*Assignment*. An identical copy of all the entries is the required result.

Stored items from a collection

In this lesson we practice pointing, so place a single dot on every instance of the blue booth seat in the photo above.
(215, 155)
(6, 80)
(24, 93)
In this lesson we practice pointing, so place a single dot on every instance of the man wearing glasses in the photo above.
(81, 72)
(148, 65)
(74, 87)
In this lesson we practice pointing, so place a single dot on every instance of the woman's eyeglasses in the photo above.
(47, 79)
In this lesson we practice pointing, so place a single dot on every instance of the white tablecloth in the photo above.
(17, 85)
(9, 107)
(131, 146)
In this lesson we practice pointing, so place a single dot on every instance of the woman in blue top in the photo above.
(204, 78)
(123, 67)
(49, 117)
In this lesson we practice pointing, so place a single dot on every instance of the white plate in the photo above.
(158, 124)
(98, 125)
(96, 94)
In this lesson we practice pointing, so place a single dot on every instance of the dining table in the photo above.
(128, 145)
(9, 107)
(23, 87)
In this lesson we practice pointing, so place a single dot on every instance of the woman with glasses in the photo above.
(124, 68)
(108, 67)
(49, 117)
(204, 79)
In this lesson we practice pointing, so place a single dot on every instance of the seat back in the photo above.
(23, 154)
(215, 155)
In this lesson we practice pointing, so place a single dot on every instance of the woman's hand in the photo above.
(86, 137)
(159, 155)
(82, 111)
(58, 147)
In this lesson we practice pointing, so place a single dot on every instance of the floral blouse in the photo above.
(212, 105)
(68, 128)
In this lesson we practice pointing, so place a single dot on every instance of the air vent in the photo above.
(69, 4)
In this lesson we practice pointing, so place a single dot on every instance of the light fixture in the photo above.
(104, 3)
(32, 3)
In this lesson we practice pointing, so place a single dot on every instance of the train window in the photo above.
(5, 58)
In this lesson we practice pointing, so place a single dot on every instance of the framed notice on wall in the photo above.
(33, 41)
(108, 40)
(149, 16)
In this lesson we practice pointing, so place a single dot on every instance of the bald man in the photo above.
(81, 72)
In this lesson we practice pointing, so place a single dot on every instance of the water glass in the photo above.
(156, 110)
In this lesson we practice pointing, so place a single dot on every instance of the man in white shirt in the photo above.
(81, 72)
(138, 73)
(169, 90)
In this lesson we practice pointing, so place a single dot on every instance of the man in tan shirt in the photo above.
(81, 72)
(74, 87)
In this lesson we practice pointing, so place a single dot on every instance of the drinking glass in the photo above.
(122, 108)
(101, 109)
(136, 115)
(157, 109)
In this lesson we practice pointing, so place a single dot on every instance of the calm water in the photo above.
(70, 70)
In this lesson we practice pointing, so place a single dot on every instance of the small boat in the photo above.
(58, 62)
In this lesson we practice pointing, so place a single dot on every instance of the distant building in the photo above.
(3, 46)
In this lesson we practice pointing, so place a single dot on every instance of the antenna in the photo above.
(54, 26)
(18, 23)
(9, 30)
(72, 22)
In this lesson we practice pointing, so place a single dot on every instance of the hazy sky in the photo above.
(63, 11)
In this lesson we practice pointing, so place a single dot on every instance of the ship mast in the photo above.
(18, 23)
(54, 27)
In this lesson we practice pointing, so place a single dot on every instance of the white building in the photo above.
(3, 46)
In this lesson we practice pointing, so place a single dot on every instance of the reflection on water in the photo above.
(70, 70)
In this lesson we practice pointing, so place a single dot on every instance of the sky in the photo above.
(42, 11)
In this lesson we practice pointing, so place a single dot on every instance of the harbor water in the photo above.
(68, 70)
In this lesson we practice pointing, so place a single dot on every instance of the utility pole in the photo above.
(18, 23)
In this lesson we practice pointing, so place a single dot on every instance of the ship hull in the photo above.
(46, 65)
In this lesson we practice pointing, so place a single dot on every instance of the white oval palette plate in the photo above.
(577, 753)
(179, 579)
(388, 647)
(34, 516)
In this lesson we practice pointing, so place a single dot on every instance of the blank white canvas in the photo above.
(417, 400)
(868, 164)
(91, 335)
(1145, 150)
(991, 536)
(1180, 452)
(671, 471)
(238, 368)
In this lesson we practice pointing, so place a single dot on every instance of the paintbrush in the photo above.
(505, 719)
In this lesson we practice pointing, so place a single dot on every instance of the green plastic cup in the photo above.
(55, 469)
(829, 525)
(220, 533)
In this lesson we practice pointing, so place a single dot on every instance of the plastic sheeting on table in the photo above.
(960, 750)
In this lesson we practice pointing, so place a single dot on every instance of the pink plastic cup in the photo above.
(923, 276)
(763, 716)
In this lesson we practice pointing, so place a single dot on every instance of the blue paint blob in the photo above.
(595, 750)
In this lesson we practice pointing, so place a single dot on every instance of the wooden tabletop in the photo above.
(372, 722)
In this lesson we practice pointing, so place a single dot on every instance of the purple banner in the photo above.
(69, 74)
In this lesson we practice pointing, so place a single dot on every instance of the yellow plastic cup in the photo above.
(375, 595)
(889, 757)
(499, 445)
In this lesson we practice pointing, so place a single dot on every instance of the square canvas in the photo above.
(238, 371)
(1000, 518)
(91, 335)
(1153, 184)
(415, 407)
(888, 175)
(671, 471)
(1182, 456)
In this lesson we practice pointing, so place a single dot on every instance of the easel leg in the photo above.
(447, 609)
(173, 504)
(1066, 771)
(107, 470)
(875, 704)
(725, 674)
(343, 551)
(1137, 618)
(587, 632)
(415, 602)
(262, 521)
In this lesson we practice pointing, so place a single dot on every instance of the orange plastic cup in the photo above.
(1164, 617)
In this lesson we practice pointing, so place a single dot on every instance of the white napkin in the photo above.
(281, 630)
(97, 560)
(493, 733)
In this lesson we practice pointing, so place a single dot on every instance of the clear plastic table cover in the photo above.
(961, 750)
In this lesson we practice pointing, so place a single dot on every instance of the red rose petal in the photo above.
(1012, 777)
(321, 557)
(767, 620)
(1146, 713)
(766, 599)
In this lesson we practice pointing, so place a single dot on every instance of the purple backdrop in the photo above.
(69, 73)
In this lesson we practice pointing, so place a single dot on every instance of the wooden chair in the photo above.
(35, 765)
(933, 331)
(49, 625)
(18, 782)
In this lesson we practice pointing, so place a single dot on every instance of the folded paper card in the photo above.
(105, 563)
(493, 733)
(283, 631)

*Exercise response*.
In this lesson we practice pointing, so place a single dot on every instance of the blue booth seat in the photo above.
(215, 155)
(6, 80)
(24, 93)
In this lesson we practice pointing, so place a single dot on every instance of the man wearing glasses in the photo above.
(81, 72)
(148, 65)
(74, 87)
In this lesson we practice pointing, so place a single dot on every instance of the woman's eyeglasses in the photo above.
(47, 79)
In this lesson we practice pointing, so place a single dot on every instance of the white tablecloth in the photo above.
(17, 85)
(9, 107)
(131, 146)
In this lesson we practice pointing, so place a single dot on every instance of the woman in blue top in the photo above.
(204, 78)
(123, 67)
(49, 117)
In this lesson we practice pointing, so place a single dot on every instance of the white plate in the photo above.
(158, 124)
(98, 125)
(96, 94)
In this lesson we practice pointing, so place a single dot on every instance of the dining table in the photo above.
(128, 145)
(9, 107)
(23, 87)
In this lesson we practice pointing, so place a single dot on every instance of the woman with glasses in the photo above.
(124, 68)
(108, 67)
(49, 117)
(204, 79)
In this lesson we practice pointing, so place a single dot on every instance of the seat back in the photo above.
(23, 154)
(215, 155)
In this lesson we practice pointing, so place a single dot on every instance of the woman's hand in the photo above.
(86, 137)
(159, 155)
(82, 111)
(58, 147)
In this lesson we practice pointing, so place a single dot on every instance of the floral blouse in the photo above.
(212, 105)
(68, 128)
In this lesson we practice pointing, so place a single dot on every instance of the air vent in the photo above.
(69, 4)
In this lesson we practice pointing, so place a single dot on every instance of the light fixture in the photo above.
(104, 3)
(32, 3)
In this lesson we practice pointing, so place a single dot on every instance of the train window in the photo above.
(5, 58)
In this lesson we practice pointing, so place a single dot on every instance of the framed notice on wall in the photo above.
(33, 41)
(108, 40)
(149, 16)
In this lesson we practice pointing, so place a single dot on every instance of the bald man in the photo above.
(81, 72)
In this lesson we practice pointing, so place a single dot on every instance of the water glass in the photo above.
(156, 110)
In this lesson we practice pointing, so place a single dot on every instance of the man in white shirt in the photo above.
(81, 72)
(138, 73)
(169, 90)
In this lesson we practice pointing, so place a single dot on every instance of the man in tan shirt in the photo above.
(81, 72)
(74, 87)
In this lesson we practice pointing, so place a single dot on every instance of the drinking glass in the photo above.
(122, 108)
(101, 109)
(136, 115)
(157, 109)
In this lesson we practice pointing, so place a single dot on every instance of the calm water in the photo above.
(70, 70)
In this lesson we practice pointing, so place a single dot on every instance of the small boat in the photo above.
(58, 62)
In this lesson we practice pointing, so place a single dot on every instance of the distant building in the photo above.
(3, 46)
In this lesson we practice pointing, so place a single dot on every instance of the antenna in the photo above.
(54, 26)
(18, 23)
(9, 30)
(72, 22)
In this lesson we practice pointing, so place a single dot on every instance of the hazy sky in the photo above.
(63, 11)
In this lesson we practice pointing, so place a single dot on every instance of the ship mast in the photo above.
(18, 23)
(54, 27)
In this lesson we practice pointing, so place a single dot on every instance of the white building in the photo above.
(3, 46)
In this lesson we practice pointing, so place a single dot on every instance of the reflection on water in the photo above.
(70, 70)
In this lesson we practice pointing, so place a single dot on every instance of the sky in the photo above.
(42, 11)
In this lesson we practice pointing, so place a single dot on every instance of the harbor water in the photo above.
(68, 70)
In this lesson we practice pointing, so place a single dot on every instance of the utility pole in the photo above.
(18, 23)
In this lesson we practice pointing, so place a single dot on every instance of the ship hull in the photo above.
(46, 65)
In this lesson we practice pointing, so place a single dot on every instance of the white oval palette plate in the photo above.
(577, 753)
(179, 579)
(388, 647)
(34, 516)
In this lesson we practice pointing, so place a single dot on every instance of the blank white canvas in the photo above.
(417, 400)
(868, 164)
(91, 335)
(1145, 150)
(991, 536)
(1180, 452)
(671, 471)
(238, 368)
In this lesson we practice pointing, so place a single dot on every instance of the paintbrush in the photo above.
(505, 719)
In this lesson we practice pointing, so place a single dot on every instance of the green plastic cup in the photo above.
(55, 469)
(829, 525)
(220, 533)
In this lesson we practice pointing, so place a single dot on every instance of the plastic sheeting on table in the photo above.
(960, 750)
In this lesson we practice pointing, so place a single dot on every instance of the pink plastic cup in the photo above.
(923, 276)
(763, 716)
In this lesson we practice pointing, so place a single dot on every instance of the blue paint blob in the photo above.
(595, 750)
In this lesson we practice pointing, so place a single dot on every instance of the wooden tabletop in the photo above.
(372, 722)
In this lesson we practice pointing, so place a single dot on every instance of the purple banner in the photo above.
(69, 74)
In this lesson we practice pointing, so place a single dot on every instance of the yellow plastic cup in the photo above.
(375, 595)
(889, 757)
(499, 445)
In this lesson we practice pointing, so place a single dot on every instance of the square canvas in the photo above.
(238, 371)
(1000, 518)
(91, 335)
(1153, 184)
(415, 407)
(888, 175)
(671, 471)
(1182, 456)
In this lesson we practice pointing, so place a single dot on every instance of the easel leg in the photo above.
(447, 609)
(173, 504)
(1066, 771)
(107, 470)
(875, 704)
(725, 674)
(343, 551)
(1137, 618)
(587, 632)
(415, 602)
(262, 521)
In this lesson we practice pointing, so place a single dot on every instance of the orange plastic cup in the photo above.
(1164, 617)
In this lesson we practice pointing, so place a single dot on every instance of the white napkin in the photo above.
(281, 630)
(97, 560)
(493, 733)
In this lesson we practice pointing, so place a single dot on every instance of the clear plastic table cover in the photo above.
(961, 750)
In this lesson we practice pointing, so place a single dot on every instance of the red rose petal in the photo above.
(1012, 777)
(321, 557)
(767, 620)
(1146, 713)
(766, 599)
In this lesson we practice pointing, so place a single dot on every instance of the purple backdrop in the photo above.
(69, 73)
In this lesson we practice pointing, so place a single dot on every instance of the wooden chair in the photo above.
(35, 765)
(933, 331)
(49, 625)
(18, 782)
In this lesson we practice pointing, so place a single dot on every instance of the folded paper card in the photo above.
(105, 563)
(493, 733)
(283, 631)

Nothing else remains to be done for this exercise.